→ What to work on: Only certain lines below are wanted: those starting at the line containing "Exercise. Mark every instance of the white van" and ending at the line containing "Exercise. Mark every instance of the tall", both included, each retyped exactly.

→ Material for this exercise:
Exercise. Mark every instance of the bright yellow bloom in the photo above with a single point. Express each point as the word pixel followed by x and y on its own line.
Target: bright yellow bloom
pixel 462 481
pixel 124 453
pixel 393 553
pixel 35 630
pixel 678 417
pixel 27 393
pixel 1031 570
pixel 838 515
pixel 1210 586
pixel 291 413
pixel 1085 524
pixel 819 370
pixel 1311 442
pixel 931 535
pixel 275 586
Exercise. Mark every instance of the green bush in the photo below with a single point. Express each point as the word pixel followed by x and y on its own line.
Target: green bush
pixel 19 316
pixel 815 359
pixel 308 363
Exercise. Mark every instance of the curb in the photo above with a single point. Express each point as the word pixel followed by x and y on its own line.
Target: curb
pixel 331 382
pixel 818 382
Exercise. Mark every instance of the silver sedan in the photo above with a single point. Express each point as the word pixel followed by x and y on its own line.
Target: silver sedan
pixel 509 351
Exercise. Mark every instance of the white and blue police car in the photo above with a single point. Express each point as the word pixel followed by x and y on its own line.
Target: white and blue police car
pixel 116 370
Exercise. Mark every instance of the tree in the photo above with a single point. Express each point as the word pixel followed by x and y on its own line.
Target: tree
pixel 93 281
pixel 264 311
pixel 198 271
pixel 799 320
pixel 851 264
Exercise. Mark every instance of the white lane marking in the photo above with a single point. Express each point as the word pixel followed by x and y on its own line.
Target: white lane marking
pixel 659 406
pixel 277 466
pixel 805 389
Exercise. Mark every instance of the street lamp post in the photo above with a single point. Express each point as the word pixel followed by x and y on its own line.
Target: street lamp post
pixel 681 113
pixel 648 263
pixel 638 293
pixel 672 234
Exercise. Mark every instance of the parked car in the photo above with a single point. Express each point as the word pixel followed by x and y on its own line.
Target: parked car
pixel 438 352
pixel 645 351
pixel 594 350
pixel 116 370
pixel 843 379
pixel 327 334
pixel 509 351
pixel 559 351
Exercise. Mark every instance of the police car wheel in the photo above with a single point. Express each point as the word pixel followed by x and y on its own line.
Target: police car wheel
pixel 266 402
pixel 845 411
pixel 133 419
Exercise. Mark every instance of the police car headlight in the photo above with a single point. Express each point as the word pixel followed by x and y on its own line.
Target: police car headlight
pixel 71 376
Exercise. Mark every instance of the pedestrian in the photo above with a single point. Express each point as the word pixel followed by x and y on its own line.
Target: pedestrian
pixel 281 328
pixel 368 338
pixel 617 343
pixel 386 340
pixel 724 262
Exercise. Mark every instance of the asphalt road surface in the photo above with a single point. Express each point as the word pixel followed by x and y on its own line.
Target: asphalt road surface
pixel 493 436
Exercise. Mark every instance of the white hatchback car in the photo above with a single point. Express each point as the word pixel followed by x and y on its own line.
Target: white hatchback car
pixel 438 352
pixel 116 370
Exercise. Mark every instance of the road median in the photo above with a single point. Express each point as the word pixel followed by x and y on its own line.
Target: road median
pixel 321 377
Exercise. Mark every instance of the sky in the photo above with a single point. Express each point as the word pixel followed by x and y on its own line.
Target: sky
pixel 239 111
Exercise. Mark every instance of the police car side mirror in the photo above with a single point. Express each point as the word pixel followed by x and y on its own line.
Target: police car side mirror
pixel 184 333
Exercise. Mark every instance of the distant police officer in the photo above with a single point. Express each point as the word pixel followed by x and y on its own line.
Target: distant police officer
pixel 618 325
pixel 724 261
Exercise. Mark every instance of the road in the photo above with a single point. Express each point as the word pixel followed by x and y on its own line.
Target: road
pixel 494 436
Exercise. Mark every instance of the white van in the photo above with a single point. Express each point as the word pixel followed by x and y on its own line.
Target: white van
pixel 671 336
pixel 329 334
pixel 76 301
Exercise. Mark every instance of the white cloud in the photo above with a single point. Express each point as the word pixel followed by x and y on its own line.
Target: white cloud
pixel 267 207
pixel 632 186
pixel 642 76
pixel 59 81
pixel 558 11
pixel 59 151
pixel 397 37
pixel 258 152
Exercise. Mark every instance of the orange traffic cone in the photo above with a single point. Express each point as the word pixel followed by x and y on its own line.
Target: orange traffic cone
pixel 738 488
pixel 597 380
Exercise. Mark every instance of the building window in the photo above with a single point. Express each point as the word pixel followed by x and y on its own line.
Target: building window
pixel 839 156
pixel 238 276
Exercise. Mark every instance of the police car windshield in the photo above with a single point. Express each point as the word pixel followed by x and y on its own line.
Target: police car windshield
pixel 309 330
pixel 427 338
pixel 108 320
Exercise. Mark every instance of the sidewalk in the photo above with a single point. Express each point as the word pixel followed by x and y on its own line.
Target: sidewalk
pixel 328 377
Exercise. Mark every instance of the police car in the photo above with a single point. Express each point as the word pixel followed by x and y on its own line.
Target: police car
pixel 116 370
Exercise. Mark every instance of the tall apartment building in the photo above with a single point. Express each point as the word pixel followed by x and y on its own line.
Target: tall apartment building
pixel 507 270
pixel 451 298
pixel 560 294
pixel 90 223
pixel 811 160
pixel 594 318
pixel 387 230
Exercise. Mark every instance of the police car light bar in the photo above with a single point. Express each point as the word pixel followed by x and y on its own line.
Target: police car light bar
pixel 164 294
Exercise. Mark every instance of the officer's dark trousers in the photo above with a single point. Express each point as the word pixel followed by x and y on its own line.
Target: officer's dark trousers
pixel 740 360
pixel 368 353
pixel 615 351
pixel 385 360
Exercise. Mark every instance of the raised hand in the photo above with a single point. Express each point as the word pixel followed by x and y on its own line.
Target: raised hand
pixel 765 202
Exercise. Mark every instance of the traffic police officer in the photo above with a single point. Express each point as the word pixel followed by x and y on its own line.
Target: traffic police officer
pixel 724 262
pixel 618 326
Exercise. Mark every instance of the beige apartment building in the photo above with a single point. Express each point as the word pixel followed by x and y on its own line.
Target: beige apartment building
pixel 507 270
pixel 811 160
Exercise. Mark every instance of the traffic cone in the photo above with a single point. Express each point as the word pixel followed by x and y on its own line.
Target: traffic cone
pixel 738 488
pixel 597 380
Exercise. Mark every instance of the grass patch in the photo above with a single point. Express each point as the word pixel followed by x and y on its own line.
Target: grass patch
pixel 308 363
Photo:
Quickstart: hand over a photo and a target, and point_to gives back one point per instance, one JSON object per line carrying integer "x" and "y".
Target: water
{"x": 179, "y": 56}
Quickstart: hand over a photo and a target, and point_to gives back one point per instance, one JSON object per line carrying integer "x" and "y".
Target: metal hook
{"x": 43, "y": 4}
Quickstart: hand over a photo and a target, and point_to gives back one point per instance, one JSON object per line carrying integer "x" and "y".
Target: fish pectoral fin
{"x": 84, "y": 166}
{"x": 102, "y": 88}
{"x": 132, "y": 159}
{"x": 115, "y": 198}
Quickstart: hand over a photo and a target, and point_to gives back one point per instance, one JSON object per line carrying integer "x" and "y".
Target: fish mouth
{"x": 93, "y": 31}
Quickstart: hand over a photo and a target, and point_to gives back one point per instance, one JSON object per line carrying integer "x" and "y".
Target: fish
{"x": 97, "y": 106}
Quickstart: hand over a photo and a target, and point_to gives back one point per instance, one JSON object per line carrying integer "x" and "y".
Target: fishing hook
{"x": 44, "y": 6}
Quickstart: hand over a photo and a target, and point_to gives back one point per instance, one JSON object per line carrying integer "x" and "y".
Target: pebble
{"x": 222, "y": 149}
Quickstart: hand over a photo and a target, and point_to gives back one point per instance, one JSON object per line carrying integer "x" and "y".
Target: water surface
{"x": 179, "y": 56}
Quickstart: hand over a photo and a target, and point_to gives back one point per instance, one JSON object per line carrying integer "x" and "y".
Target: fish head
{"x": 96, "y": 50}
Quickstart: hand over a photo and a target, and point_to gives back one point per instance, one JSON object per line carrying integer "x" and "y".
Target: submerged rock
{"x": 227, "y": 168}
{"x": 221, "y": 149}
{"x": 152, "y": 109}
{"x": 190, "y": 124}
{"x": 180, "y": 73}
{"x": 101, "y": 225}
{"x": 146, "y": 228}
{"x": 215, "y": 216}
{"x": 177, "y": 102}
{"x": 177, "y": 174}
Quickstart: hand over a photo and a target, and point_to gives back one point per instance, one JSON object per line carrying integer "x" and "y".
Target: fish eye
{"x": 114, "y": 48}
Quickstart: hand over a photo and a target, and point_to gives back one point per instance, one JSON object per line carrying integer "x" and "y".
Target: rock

→ Task response:
Exercise. Mark every instance of the white van in the photo above with a single point. Express each point as the word pixel followed by x and y on its own line.
Target: white van
pixel 671 336
pixel 329 334
pixel 76 301
Exercise. Mark every instance of the white cloud in the photo above with a single point. Express each point as the word pixel followed by x and y on its own line.
Target: white cloud
pixel 267 207
pixel 632 186
pixel 642 76
pixel 59 81
pixel 558 11
pixel 59 151
pixel 397 37
pixel 258 152
Exercise. Mark every instance of the orange traffic cone in the photo above with a single point. Express each point as the word pixel followed by x and y on its own line.
Target: orange traffic cone
pixel 738 488
pixel 597 380
Exercise. Mark every instance of the building window in the photo above with a single point. Express each point as the word pixel followed by x and y on its own line.
Target: building window
pixel 839 156
pixel 238 276
Exercise. Mark every instance of the police car windshield in the photo above with a single point. Express each point as the word pixel followed by x and y on its own line.
Target: police car windshield
pixel 309 330
pixel 427 338
pixel 108 320
Exercise. Mark every instance of the sidewalk in the photo above with a single point. Express each point as the word pixel followed by x and y on its own line.
Target: sidewalk
pixel 328 377
Exercise. Mark every instance of the police car in the photo above with a single point. Express each point as the word pixel followed by x and y on its own line.
Target: police car
pixel 116 370
Exercise. Mark every instance of the tall apartment building in the photo above with a single point. Express each point as the word pixel followed by x and y on its own line.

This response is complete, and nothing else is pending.